> **REQUIRED TASK**: Write out exactly the lines running from the one with "Practice: locate the man's arm" to the end of the data, including both of those lines and excluding pictures.
--- START OF MATERIAL SHOWN ---
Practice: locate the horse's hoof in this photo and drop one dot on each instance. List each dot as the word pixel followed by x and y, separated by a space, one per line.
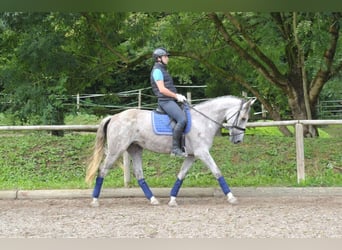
pixel 232 199
pixel 173 202
pixel 154 201
pixel 95 203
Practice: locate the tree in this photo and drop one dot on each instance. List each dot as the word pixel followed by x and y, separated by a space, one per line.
pixel 309 55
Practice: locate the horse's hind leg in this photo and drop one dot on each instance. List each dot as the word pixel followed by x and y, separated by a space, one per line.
pixel 135 152
pixel 209 161
pixel 103 171
pixel 180 177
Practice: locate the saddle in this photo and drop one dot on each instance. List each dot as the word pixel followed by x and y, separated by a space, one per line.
pixel 162 124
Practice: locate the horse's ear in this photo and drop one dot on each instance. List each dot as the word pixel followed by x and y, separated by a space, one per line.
pixel 251 101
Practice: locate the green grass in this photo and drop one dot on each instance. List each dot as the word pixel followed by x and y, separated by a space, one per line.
pixel 39 161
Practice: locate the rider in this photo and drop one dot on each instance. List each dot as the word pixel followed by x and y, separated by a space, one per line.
pixel 164 89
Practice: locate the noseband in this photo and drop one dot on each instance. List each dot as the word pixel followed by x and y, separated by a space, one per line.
pixel 225 125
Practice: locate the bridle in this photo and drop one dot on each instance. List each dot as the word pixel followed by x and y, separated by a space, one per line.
pixel 225 125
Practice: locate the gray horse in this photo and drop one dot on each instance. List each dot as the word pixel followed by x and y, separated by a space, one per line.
pixel 131 131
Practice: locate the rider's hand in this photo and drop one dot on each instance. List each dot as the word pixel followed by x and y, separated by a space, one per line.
pixel 180 98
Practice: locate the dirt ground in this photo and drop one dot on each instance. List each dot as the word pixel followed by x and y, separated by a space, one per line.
pixel 201 217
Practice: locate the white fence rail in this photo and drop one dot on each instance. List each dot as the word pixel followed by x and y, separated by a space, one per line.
pixel 298 124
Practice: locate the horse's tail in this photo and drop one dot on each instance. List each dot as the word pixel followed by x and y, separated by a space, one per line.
pixel 98 151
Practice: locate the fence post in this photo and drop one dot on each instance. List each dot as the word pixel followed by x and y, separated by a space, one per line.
pixel 300 152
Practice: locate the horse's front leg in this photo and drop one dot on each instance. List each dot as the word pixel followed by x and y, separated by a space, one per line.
pixel 135 152
pixel 209 161
pixel 180 177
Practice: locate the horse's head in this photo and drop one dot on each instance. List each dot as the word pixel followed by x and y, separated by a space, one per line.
pixel 237 120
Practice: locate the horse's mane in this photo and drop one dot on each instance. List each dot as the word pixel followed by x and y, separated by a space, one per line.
pixel 209 101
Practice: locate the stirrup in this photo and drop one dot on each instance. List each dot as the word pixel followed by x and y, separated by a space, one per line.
pixel 178 153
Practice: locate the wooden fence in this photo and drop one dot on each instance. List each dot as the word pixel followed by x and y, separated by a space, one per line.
pixel 298 124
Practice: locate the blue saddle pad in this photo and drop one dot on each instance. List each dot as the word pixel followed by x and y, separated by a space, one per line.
pixel 161 123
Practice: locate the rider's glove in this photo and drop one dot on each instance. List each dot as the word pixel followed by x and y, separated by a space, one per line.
pixel 180 98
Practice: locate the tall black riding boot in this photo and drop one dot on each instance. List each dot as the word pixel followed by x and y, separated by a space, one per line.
pixel 176 142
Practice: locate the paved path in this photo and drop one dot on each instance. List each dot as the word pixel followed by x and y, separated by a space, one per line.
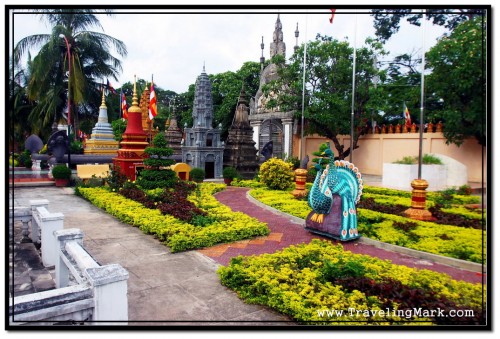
pixel 162 286
pixel 180 288
pixel 285 232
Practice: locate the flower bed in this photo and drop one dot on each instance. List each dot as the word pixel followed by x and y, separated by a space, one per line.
pixel 225 225
pixel 320 283
pixel 447 240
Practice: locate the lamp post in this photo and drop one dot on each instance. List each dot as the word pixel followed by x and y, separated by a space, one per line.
pixel 375 81
pixel 69 97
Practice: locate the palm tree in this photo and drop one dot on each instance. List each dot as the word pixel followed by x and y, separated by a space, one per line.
pixel 19 105
pixel 90 60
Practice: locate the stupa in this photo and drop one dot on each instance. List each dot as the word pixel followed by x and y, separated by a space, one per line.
pixel 202 145
pixel 102 140
pixel 271 124
pixel 240 151
pixel 173 135
pixel 130 155
pixel 147 124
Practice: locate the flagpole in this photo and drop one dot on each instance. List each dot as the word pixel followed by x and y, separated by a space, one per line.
pixel 353 86
pixel 421 129
pixel 303 95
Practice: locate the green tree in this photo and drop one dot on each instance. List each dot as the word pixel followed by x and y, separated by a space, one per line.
pixel 226 89
pixel 458 79
pixel 155 175
pixel 328 94
pixel 91 62
pixel 387 21
pixel 19 104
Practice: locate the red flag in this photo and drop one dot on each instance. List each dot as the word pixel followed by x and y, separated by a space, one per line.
pixel 124 106
pixel 333 14
pixel 407 117
pixel 152 102
pixel 110 87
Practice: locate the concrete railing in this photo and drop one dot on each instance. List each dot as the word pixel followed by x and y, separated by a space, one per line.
pixel 96 294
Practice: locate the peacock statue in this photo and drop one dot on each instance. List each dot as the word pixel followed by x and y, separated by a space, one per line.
pixel 342 178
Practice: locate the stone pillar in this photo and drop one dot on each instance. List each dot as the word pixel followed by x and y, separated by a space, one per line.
pixel 62 237
pixel 22 214
pixel 35 230
pixel 110 293
pixel 287 143
pixel 49 223
pixel 256 132
pixel 418 201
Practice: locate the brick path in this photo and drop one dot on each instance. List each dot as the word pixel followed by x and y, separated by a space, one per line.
pixel 285 233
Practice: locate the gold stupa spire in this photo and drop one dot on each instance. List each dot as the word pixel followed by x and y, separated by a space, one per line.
pixel 103 102
pixel 135 104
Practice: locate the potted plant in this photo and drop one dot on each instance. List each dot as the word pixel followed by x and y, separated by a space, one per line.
pixel 61 175
pixel 229 173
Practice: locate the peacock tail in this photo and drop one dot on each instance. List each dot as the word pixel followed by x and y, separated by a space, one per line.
pixel 349 180
pixel 320 199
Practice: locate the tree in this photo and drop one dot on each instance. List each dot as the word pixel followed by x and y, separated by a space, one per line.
pixel 327 108
pixel 226 89
pixel 91 61
pixel 387 22
pixel 157 174
pixel 458 79
pixel 19 104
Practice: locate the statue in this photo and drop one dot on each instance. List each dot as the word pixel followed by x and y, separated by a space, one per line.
pixel 333 197
pixel 267 150
pixel 304 162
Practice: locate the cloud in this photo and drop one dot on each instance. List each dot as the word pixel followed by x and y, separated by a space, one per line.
pixel 174 46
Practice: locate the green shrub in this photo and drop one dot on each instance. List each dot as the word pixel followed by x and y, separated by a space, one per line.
pixel 464 190
pixel 61 172
pixel 197 174
pixel 13 162
pixel 219 225
pixel 116 179
pixel 76 147
pixel 427 159
pixel 276 174
pixel 295 161
pixel 304 280
pixel 119 127
pixel 156 174
pixel 229 173
pixel 25 159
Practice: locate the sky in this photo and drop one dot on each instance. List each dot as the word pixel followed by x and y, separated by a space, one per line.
pixel 173 47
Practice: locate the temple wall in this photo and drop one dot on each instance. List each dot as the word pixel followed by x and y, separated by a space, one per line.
pixel 376 149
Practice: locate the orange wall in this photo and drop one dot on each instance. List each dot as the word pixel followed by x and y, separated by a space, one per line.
pixel 375 149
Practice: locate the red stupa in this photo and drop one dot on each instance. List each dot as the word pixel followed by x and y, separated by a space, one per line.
pixel 130 155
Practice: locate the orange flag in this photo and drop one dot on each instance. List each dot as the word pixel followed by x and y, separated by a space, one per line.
pixel 333 14
pixel 152 103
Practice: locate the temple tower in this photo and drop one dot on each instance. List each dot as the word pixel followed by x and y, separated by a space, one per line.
pixel 130 155
pixel 102 139
pixel 239 151
pixel 271 124
pixel 173 135
pixel 147 124
pixel 202 146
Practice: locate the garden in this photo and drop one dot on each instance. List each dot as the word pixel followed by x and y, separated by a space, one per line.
pixel 316 283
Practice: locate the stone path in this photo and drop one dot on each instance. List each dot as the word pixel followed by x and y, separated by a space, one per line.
pixel 163 288
pixel 181 288
pixel 285 232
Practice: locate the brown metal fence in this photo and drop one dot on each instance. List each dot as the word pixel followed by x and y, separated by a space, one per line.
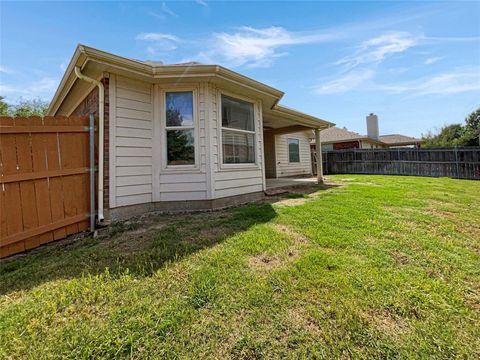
pixel 460 163
pixel 44 179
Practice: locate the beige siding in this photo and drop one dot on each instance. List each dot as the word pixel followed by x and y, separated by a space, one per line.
pixel 133 122
pixel 286 168
pixel 188 184
pixel 139 170
pixel 230 180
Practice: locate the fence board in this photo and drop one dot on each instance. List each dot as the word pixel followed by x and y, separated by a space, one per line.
pixel 461 163
pixel 44 180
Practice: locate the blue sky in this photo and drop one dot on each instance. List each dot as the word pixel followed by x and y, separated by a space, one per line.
pixel 415 64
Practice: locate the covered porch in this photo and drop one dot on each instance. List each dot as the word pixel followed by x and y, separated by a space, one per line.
pixel 287 134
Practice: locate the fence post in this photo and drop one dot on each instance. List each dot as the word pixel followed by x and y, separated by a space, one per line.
pixel 92 172
pixel 456 162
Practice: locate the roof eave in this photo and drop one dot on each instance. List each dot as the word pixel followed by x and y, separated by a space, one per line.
pixel 83 54
pixel 302 117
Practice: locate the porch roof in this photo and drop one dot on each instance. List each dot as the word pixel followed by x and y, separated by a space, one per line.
pixel 282 117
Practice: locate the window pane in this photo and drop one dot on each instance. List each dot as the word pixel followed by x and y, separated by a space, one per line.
pixel 293 150
pixel 237 114
pixel 179 107
pixel 180 147
pixel 238 147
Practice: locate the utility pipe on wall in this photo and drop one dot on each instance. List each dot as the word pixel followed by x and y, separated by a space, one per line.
pixel 101 97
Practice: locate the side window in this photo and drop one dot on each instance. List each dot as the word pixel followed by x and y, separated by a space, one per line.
pixel 180 128
pixel 293 150
pixel 238 131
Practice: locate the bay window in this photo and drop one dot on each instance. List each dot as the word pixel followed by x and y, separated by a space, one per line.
pixel 180 128
pixel 238 131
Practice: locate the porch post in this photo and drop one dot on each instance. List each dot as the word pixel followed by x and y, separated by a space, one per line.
pixel 318 150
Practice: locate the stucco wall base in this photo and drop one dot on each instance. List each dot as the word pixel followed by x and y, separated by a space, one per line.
pixel 126 212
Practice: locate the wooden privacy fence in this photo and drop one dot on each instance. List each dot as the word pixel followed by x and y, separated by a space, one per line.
pixel 457 163
pixel 44 179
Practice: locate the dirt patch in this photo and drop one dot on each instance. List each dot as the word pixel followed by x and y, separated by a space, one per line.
pixel 387 323
pixel 263 262
pixel 296 237
pixel 300 318
pixel 401 258
pixel 291 202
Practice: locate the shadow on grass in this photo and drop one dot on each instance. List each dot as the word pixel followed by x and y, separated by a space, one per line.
pixel 139 247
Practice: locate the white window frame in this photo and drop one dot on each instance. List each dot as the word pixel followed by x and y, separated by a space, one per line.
pixel 255 133
pixel 163 116
pixel 288 151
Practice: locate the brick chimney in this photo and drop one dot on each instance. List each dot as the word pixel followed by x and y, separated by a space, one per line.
pixel 372 126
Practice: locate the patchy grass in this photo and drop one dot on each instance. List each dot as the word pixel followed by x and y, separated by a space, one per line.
pixel 382 267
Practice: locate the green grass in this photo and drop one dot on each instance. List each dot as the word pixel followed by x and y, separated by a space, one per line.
pixel 383 267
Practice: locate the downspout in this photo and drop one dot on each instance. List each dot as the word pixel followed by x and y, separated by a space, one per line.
pixel 101 97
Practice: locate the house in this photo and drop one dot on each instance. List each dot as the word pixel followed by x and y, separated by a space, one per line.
pixel 398 140
pixel 184 136
pixel 335 138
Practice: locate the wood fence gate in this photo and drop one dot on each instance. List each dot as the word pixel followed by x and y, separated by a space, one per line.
pixel 44 178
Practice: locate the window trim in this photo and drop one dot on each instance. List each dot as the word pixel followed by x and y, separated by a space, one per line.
pixel 256 116
pixel 164 128
pixel 288 150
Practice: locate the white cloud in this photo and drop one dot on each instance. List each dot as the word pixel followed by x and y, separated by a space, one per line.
pixel 164 13
pixel 377 49
pixel 167 11
pixel 455 82
pixel 360 67
pixel 432 60
pixel 159 42
pixel 157 37
pixel 255 47
pixel 350 81
pixel 201 2
pixel 5 70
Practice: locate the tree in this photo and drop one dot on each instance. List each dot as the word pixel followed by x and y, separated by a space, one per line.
pixel 472 129
pixel 33 107
pixel 456 135
pixel 449 136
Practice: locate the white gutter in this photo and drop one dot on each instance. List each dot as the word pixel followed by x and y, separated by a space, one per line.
pixel 101 97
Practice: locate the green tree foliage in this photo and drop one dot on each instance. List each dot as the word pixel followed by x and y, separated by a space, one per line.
pixel 33 107
pixel 3 107
pixel 456 135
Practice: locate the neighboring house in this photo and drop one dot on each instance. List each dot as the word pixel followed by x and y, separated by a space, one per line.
pixel 335 138
pixel 184 136
pixel 397 140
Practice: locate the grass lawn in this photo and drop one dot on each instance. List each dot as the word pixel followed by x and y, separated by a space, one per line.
pixel 380 267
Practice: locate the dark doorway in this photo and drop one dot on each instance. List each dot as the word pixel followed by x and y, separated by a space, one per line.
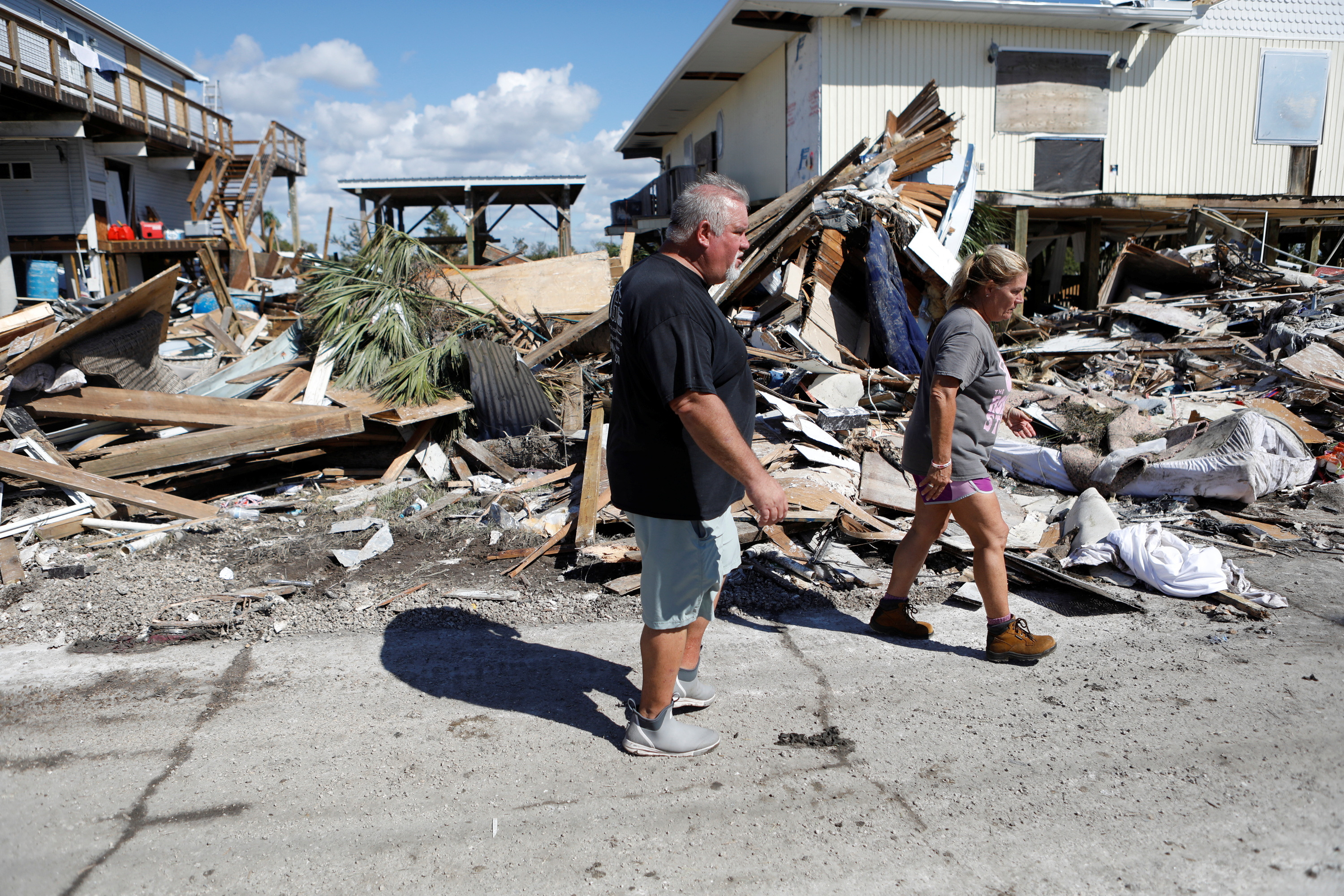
pixel 1068 166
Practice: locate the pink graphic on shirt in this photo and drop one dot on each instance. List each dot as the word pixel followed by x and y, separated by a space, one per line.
pixel 996 408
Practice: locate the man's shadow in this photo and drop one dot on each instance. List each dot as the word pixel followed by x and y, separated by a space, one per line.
pixel 490 664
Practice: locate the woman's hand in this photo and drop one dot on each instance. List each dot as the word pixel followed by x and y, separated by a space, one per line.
pixel 1019 424
pixel 935 482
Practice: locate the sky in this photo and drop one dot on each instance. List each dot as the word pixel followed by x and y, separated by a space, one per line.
pixel 396 89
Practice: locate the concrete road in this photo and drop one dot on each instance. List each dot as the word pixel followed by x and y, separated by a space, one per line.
pixel 1140 758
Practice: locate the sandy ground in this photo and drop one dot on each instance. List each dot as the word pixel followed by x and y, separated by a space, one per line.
pixel 1154 753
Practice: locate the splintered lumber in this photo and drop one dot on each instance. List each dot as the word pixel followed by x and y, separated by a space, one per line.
pixel 11 567
pixel 550 543
pixel 488 458
pixel 155 295
pixel 104 488
pixel 25 322
pixel 885 485
pixel 228 441
pixel 592 478
pixel 22 425
pixel 404 457
pixel 288 389
pixel 568 338
pixel 166 409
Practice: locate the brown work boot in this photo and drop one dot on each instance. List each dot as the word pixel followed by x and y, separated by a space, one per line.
pixel 1018 642
pixel 898 622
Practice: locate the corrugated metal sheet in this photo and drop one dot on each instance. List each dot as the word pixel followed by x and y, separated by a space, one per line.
pixel 508 401
pixel 1182 116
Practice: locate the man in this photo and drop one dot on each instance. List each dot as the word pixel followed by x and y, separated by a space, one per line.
pixel 683 408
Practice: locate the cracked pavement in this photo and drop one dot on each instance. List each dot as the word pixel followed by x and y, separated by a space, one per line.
pixel 1140 758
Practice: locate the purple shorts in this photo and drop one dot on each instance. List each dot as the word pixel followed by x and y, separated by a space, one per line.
pixel 957 491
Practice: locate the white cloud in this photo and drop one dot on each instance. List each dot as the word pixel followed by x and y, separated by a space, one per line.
pixel 523 124
pixel 258 88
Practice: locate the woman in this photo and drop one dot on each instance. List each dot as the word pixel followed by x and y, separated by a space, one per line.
pixel 963 390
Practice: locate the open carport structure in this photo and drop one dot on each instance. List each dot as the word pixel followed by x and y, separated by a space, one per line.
pixel 470 198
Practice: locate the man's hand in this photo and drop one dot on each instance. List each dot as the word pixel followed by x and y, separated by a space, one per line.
pixel 1019 424
pixel 769 500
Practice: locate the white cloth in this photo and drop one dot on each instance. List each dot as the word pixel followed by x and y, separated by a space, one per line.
pixel 1171 566
pixel 86 56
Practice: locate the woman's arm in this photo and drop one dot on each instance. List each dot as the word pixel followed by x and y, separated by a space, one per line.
pixel 943 418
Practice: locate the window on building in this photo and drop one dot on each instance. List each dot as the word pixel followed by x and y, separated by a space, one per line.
pixel 1291 107
pixel 1066 166
pixel 1051 93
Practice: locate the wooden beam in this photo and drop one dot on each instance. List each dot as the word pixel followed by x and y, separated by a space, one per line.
pixel 592 478
pixel 19 422
pixel 568 338
pixel 166 409
pixel 104 488
pixel 488 458
pixel 11 567
pixel 404 457
pixel 224 443
pixel 288 389
pixel 155 295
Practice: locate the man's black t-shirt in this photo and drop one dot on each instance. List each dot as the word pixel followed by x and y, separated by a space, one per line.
pixel 668 338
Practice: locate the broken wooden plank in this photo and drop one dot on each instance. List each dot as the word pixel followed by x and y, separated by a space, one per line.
pixel 155 295
pixel 568 338
pixel 322 377
pixel 224 342
pixel 19 422
pixel 542 480
pixel 228 441
pixel 404 457
pixel 288 389
pixel 103 487
pixel 11 567
pixel 550 543
pixel 488 458
pixel 166 409
pixel 883 485
pixel 586 527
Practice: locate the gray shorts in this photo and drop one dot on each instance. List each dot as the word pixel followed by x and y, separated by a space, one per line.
pixel 685 563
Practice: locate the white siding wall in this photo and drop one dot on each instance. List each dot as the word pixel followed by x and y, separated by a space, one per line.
pixel 753 129
pixel 54 201
pixel 1180 116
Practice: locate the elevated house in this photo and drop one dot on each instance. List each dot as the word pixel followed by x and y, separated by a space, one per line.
pixel 1089 121
pixel 97 131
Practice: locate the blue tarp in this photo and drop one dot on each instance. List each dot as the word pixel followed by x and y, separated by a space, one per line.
pixel 897 332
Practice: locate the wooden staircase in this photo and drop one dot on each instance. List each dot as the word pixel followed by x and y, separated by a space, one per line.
pixel 232 187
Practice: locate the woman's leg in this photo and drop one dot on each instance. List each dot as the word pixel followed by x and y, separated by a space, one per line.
pixel 983 520
pixel 929 523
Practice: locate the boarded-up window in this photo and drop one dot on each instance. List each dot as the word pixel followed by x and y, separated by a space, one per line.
pixel 1068 166
pixel 1053 93
pixel 1292 97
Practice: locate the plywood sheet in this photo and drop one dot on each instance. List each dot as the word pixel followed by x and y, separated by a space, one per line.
pixel 576 284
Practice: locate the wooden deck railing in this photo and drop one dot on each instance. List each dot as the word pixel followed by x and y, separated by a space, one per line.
pixel 37 60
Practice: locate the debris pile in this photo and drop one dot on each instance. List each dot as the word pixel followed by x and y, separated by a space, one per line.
pixel 345 436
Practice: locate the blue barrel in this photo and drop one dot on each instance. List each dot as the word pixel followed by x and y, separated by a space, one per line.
pixel 43 280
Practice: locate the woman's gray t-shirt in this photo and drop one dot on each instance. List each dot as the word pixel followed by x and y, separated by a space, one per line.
pixel 961 346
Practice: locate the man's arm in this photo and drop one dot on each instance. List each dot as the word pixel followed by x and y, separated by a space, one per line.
pixel 707 420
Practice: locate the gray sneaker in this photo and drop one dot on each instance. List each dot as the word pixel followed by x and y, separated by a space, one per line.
pixel 664 735
pixel 693 692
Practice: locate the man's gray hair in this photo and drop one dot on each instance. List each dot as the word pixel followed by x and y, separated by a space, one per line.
pixel 710 198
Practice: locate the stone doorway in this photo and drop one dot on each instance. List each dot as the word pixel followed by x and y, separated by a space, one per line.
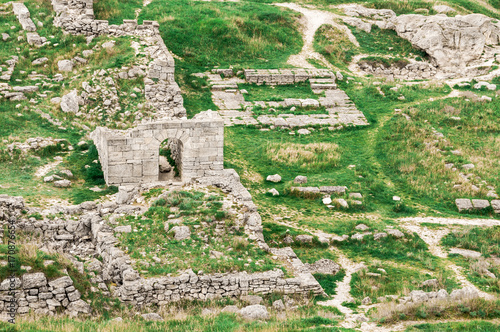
pixel 169 159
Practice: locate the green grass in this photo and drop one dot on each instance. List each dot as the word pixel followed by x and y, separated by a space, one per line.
pixel 411 249
pixel 338 49
pixel 303 320
pixel 195 209
pixel 329 282
pixel 115 11
pixel 473 326
pixel 471 309
pixel 410 152
pixel 396 281
pixel 307 252
pixel 484 240
pixel 278 92
pixel 242 34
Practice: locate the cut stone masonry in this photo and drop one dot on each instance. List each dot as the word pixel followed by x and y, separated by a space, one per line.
pixel 132 157
pixel 162 92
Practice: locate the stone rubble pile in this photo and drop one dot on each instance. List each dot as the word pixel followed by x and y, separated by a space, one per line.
pixel 452 43
pixel 161 91
pixel 34 292
pixel 235 110
pixel 466 204
pixel 411 71
pixel 38 143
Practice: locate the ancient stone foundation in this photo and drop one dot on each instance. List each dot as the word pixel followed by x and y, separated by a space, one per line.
--- END OF MATERIAL SHOWN ---
> **CORRECT RESPONSE**:
Practice: locate the man's arm in this photo and drop one dot on each instance. List each dot as the word pixel followed by x and y, separated by a space, one per line.
pixel 707 420
Practice: locate the gray sneaker in this photo and drop one dot on each instance. List each dot as the word pixel followed by x and y, separated by a space, one per line.
pixel 664 735
pixel 693 692
Practice: locate the man's gray hair in this photo and drop one dot on each instance. List each dot as the word pixel followed by x and y, separated by a space, one per line.
pixel 710 198
Practice: locate the stone doorway in this photo and drop one dot on each instance. List each dot as the word pixel followed by x and y, separated by a space, one per line.
pixel 169 159
Practice: locate the green grass in this photo and drop one dot on each instance. List each dot as the word pixel followed by x and y, separated by a space, one per line.
pixel 411 249
pixel 338 49
pixel 303 320
pixel 195 209
pixel 329 282
pixel 115 11
pixel 473 326
pixel 471 309
pixel 410 152
pixel 396 281
pixel 307 252
pixel 484 240
pixel 278 92
pixel 242 34
Practice: locate the cut stone masonry in this photo and drop one dot on each instance. List each dot as the word pixel followed by x and y, separated by a space, one per line.
pixel 132 157
pixel 162 92
Practice: locate the stone rubble pile in this photo and drop one dot on each instance. List each dot as the word pixel followed by x and y, separated by a space, one per line.
pixel 452 43
pixel 161 91
pixel 34 292
pixel 235 110
pixel 466 204
pixel 411 71
pixel 38 143
Practice: locate the ancient stone foundation in this photo and drop one dot on each instance. List each dot as the word pixel followed by x and y, separated by a space, one per line.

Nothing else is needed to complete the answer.